━━ ТЕКСТ ДЛЯ ЧТЕНИЯ ━━
Нечестивцами вообще слыли христиане с точки зрения языческого общества и языческих властей; герметизм заключает теснейший союз и с обществом, и с властями. Отсюда его строго верноподданнический характер.
В сущности, тут ничего особенного не было; все античные религии религии государственные, более или менее тесно связанные с формами правления. В Египте еще Птолемеи называли себя земными отражениями Гермеса; когда над Востоком блеснула звезда молодого Цезаря, было естественно объявить новым Гермесом именно его. Таков - как это основательно развивает Рейценштейн (176 сл.) - смысл заключительных строф второй оды Горация (перевод Фета).
Склонись, сын Маи, стан с проворными крылами
На образ юноши земной переменить:
Мы будем признавать, что избран ты богами
За Цезаря отметить.
Надолго осчастливь избранный град Квирина,
Да не смутит тебя граждан его порок,
И поздно уж от нас подымет властелина
Летучий ветерок.
Но герметизму не удалось приобщить Августа к сонму своих божеств: не Гермес, а Аполлон стал покровителем юной империи. Еще раз - в последний раз - религия Аполлона победила религию Гермеса. Вообще, при строго национальных римских императорах из Юлиев и Флавиев герметизм не делал успехов в Риме; положение дел могло измениться к лучшему для него лишь в правление Антонинов. Правда, и для их эпохи у нас данных нет: таковые начинаются лишь с III века. В это время, по воле императоров, появляется новое всеобъемлющее божество - богСолнце; и вот герметизм торопится принять его в свою систему. Уже в трактате № 5 мы находим знаменательную вставку (§ 3): "Солнце - высший бог среди небесных богов, все небесные боги подчиняются ему, как своему царю и властителю". Но настоящую теорию солнцепочитания развивают "Определения Асклепия" (тр. 15). Солнце не более и не менее как демиург, управляющий вселенной, низводящий сущность и возводящий материю. Он же и носитель мыслимой сущности (т. е., очевидно, того, что Пемандр называл nus'ii): она живет в его свете и путем его лучей проникает в людские умы. Сам же он "стоит в середине, имея вокруг себя мир наподобие венца и, точно хороший возница, укрепив колесницу мира и привязав ее к себе, чтобы она не неслась без порядка". Мир - венец, мир - колесница… метафоры перепутаны, но основное представление ясно: мы видим перед собой божественного возницу с венцом из лучей, каковым изображался бог-Солнце в III веке.
━━━
Продолжите текст о герметизме и почитании Солнца, начав сразу после его последнего предложения.
━━ ИСХОДНЫЕ ДАННЫЕ ━━
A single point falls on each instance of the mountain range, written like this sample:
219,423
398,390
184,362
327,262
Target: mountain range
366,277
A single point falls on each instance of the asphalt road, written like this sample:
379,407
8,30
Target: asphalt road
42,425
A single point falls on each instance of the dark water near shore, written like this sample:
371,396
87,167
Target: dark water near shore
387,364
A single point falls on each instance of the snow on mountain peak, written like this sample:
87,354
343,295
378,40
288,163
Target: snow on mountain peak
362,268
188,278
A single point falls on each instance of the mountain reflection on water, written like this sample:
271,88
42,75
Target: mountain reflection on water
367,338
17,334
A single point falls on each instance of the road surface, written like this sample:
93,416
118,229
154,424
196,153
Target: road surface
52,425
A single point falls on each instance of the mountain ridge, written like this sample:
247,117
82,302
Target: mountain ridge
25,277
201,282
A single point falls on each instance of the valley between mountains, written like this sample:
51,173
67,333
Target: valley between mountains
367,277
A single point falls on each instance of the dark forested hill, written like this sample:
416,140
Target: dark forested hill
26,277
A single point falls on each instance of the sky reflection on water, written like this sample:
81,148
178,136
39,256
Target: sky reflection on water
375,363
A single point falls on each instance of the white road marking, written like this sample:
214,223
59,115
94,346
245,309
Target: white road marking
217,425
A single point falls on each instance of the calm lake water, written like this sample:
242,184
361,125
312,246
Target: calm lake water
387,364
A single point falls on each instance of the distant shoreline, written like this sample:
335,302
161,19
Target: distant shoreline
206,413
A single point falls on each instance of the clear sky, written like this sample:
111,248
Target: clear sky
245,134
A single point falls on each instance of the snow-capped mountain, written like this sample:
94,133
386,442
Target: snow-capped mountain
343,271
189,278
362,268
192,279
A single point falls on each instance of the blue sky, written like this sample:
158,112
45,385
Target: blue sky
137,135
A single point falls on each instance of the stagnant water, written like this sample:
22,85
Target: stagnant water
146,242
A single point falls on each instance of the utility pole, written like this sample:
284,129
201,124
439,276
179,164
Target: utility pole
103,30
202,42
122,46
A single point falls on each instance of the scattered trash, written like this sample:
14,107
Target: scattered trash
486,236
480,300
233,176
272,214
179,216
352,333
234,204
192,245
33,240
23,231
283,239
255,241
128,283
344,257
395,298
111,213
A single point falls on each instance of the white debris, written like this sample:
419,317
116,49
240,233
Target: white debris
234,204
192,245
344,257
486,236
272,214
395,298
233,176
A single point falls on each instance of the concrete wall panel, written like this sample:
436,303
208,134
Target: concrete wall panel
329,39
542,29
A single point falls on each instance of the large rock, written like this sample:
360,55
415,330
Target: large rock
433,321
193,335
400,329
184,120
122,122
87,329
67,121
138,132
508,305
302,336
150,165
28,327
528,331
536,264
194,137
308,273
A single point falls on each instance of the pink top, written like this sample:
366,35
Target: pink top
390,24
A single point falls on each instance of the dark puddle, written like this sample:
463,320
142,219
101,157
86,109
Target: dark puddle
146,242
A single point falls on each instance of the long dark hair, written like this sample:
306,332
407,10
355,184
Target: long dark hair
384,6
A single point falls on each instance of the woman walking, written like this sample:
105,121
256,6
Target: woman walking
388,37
━━━
ИТОГОВЫЙ РЕЗУЛЬТАТ:
Но мало было включить в герметизм излюбленную религию властителей: нужно было включить их самих. Всем известно, что нововведением римского принципата был культ императора: культ его гения на западе, культ его самого на востоке; император стал поистине всеримским божеством, признаваемым государственной религией, особенно - войска, но не включенным ни в одну из существовавших и связанных с учением религий. Единственное исключение составляет, насколько мы можем усмотреть, герметизм. Теорию императорской божественности выработала "Дева Мира", и притом, по-видимому, еще раньше III века: это мы заключаем из того, что она еще отличает солнце от Демиурга. Мироздание, учит она, состоит из четырех частей: неба, эфира, воздуха и земли. На небе живут боги; управляет ими Демиург. В эфире плывут светила; управляет ими солнце. В воздухе реют демоны; управляет ими луна. На земле живут люди; управляет ими царь. "Царь - последний из богов и первый из людей." - "Вселяемая в него душа происходит из места, находящегося выше тех мест, откуда ниспосылаются души в других людей." Но настоящий панегирик царской власти находим мы в тр. №17 "К царям", написанном, по-видимому, в эпоху Диоклетиана. Божества составляют в вышних согласную семью, небесный первообраз царской четверицы, введенной именно Диоклетианом: "нет там у них друг с другом раздоров, нет измен; все одинаково настроены, у всех промысл один, одно чувство ими руководит, одна и та же любовь их вдохновляет, созидая гармонию всего сущего." - "Добродетель и имя царя одни обеспечивают мир. Царь (basileus) потому и назван, что он легкой поступью (basei leia) ходит по вершине и властвует над словом, созидающим мир… Оттогото одно имя царя часто заставляет врага отступать… часто одно изображение царя доставляло войску победу." Мы привыкли читать эти и им подобные мысли в похвальных словах императорам, сохраненных для нас именно из Диоклетиановой эпохи; но кто бы ожидал встретить их в религиозных трактатах?
Ниже и ниже преклоняет Трижды-Величайший свое чело перед властью земного бога. Божий суд был раньше надеждой и оплотом для тех, кого постигал неправый приговор из уст царя и его заместителей; теперь он изменяет свое значение и делается смиренным исполнителем царских приговоров. "Какие преступники,- спрашивает Асклепий,-достойны самых тяжелых наказаний?" - "Те,- отвечает Гермес,- которые, будучи осуждены людскими законами, насильственно лишаются жизни и о которых поэтому можно сказать, что они не должную дань возвратили природе, а получили заслуженное своими деяниями наказание" (гл. 29). Такова отповедь герметизма христианам, взывавшим от царского суда к суду своего Бога: не награда за подвиг, а избыток наказания ждет их на том свете, так как их насильственная смерть, нарушающая законы природы, есть новый грех с их стороны.